** EXERCISE BRIEF **
Once the line containing "Place one keypoint on each instance of the pumpkin field, using" is located, give it again exactly, together with each line that follows it to the end of the entries, and add nothing else.

** MATERIALS PROVIDED **
════════

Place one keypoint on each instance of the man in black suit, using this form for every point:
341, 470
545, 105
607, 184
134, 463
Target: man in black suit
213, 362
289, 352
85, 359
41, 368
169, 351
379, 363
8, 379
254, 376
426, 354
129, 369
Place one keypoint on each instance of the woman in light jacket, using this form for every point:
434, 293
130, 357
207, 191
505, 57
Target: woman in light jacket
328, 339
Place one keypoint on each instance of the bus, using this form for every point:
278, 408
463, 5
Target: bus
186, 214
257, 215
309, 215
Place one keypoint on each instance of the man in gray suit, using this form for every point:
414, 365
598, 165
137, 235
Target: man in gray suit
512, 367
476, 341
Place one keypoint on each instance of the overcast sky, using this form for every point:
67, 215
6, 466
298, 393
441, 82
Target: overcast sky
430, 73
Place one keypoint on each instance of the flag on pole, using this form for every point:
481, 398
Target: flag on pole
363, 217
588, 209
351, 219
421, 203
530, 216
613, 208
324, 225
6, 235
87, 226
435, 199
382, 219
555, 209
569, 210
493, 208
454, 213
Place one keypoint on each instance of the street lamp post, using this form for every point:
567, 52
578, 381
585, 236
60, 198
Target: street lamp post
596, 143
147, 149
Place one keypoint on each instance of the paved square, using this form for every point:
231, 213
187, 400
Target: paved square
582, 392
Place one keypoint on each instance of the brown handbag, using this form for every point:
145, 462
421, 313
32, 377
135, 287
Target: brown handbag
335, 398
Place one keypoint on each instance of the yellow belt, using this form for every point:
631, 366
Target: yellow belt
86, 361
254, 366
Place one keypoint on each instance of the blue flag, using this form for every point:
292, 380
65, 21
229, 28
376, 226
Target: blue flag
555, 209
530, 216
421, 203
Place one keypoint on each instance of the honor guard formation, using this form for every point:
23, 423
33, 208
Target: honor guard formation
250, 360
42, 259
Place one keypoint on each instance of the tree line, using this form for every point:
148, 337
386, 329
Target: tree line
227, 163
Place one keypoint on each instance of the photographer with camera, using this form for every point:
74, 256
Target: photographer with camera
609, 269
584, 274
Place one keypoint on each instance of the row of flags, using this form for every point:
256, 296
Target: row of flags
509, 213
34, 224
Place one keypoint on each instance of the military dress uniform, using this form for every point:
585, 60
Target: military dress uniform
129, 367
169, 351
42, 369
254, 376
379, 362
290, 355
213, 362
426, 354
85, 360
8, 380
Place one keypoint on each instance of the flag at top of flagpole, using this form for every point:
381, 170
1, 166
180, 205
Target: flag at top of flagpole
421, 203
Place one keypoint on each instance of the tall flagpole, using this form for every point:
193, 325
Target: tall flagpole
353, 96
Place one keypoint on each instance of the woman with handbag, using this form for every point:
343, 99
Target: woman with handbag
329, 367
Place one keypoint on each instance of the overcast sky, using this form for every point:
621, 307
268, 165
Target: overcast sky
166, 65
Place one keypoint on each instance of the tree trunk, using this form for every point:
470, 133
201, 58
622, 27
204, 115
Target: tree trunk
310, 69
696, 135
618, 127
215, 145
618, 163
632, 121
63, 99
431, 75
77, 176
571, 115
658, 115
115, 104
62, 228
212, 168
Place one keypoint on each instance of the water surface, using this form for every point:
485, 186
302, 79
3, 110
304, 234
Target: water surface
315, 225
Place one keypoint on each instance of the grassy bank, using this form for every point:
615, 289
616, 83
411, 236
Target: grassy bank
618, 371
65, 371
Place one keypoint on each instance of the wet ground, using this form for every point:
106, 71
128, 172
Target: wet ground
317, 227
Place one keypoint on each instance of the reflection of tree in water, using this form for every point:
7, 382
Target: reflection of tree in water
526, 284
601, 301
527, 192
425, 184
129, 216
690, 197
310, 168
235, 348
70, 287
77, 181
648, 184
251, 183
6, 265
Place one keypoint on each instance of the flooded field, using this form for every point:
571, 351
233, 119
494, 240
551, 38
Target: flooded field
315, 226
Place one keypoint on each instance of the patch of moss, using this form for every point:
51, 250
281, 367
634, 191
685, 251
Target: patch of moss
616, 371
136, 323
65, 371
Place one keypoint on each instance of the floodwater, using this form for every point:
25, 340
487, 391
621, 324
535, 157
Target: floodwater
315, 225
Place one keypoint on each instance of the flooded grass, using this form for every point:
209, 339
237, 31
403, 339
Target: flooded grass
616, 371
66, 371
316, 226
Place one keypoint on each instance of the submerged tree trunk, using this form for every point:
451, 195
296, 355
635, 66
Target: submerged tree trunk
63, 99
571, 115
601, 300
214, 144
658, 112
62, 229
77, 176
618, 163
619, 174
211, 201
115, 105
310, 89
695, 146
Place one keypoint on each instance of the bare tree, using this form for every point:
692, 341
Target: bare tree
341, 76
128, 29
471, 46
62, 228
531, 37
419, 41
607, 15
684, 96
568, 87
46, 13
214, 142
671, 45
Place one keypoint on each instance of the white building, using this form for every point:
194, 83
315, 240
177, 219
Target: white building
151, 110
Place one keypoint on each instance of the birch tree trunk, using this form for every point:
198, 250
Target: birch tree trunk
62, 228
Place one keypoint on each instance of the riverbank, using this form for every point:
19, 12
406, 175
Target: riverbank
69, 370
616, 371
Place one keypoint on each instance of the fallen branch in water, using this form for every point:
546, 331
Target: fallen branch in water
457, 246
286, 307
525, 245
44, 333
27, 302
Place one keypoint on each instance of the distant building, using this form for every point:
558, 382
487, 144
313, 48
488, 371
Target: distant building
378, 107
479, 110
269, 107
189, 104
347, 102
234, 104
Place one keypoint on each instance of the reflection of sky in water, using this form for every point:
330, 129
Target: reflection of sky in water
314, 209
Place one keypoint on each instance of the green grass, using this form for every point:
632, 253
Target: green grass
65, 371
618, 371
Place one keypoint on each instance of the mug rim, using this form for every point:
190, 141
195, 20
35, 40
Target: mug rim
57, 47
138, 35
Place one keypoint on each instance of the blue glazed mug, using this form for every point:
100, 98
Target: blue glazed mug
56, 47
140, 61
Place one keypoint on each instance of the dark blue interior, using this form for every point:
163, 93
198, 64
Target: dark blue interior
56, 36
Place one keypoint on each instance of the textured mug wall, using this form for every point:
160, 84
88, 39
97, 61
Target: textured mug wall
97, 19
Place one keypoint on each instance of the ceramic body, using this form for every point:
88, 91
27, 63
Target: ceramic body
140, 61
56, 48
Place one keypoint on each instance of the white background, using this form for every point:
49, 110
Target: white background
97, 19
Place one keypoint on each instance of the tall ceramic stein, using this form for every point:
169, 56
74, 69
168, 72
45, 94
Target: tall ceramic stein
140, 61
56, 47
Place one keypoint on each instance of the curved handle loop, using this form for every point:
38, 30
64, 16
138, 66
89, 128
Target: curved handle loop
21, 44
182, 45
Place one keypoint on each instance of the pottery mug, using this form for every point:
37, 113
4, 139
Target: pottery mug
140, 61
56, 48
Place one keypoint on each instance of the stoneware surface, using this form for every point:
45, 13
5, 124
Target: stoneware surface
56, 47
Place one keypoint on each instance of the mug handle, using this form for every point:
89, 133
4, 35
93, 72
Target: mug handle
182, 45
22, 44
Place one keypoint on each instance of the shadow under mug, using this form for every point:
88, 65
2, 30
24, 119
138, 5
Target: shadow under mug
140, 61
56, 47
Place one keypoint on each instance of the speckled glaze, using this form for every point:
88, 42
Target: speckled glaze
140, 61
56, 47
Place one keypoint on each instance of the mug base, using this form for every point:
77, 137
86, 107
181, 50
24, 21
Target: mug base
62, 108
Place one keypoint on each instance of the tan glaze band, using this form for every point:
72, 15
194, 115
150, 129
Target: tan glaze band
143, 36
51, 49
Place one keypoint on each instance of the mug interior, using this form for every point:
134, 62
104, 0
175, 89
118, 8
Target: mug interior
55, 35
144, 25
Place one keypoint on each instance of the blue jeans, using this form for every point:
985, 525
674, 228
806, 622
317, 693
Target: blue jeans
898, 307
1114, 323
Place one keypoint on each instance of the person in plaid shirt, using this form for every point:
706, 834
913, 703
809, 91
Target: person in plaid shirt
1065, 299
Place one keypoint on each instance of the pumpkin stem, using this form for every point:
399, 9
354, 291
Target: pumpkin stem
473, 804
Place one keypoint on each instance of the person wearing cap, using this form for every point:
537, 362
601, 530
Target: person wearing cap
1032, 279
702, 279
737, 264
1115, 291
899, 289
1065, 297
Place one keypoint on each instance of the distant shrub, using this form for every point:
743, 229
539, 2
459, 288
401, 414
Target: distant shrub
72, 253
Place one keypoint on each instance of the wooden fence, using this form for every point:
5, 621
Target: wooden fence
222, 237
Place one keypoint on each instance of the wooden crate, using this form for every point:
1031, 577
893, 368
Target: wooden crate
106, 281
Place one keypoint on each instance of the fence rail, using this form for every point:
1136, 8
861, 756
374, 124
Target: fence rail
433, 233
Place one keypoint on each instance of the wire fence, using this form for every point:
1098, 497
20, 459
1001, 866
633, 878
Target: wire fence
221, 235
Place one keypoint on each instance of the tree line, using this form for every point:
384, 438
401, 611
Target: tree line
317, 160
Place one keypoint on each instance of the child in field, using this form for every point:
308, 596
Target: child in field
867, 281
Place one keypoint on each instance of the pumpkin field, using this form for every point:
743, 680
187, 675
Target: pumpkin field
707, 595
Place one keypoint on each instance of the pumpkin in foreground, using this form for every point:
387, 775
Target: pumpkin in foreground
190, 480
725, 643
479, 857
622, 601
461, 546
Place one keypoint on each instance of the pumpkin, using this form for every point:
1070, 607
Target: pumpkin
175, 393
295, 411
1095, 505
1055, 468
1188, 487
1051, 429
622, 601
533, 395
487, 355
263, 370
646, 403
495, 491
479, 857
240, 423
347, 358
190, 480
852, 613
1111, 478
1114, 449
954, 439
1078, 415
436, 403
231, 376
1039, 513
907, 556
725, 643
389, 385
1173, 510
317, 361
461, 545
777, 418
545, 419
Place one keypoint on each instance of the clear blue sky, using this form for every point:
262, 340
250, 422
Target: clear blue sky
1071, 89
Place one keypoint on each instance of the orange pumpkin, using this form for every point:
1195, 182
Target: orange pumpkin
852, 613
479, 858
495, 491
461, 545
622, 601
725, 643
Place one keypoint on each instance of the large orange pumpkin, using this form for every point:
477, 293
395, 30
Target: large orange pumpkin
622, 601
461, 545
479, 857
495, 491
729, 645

════════

** THE COMPLETED TASK **
Place one keypoint on each instance of the pumpkin field, using this form for every point:
743, 680
187, 675
Target: pumpkin field
707, 595
Place one keypoint on each instance of the pumpkin in foreground, using this form for every point:
387, 775
Target: pumpkin in foreground
190, 480
725, 643
479, 857
622, 601
461, 546
Place one keypoint on each instance of the pumpkin, using this form for every point:
1070, 607
Target: pumpkin
175, 393
295, 411
1095, 505
1055, 468
1188, 487
1051, 429
622, 601
533, 395
487, 355
263, 370
646, 403
495, 491
479, 857
240, 423
347, 358
190, 480
852, 613
1111, 478
1114, 449
954, 439
1078, 415
436, 403
231, 376
1039, 513
907, 556
725, 643
389, 385
1173, 510
317, 361
461, 545
777, 418
545, 419
Place one keypoint on each instance of the clear blue sky, using this form for every point:
262, 340
250, 422
Target: clear blue sky
1071, 89
Place one keypoint on each instance of the orange pumpkin, using this form for every point:
1195, 182
Target: orange pumpkin
852, 613
479, 858
495, 491
461, 545
622, 601
725, 643
Place one keypoint on each instance of the large orange pumpkin, using this form for every point:
477, 293
395, 30
Target: large orange pumpkin
622, 601
461, 545
479, 857
495, 491
729, 645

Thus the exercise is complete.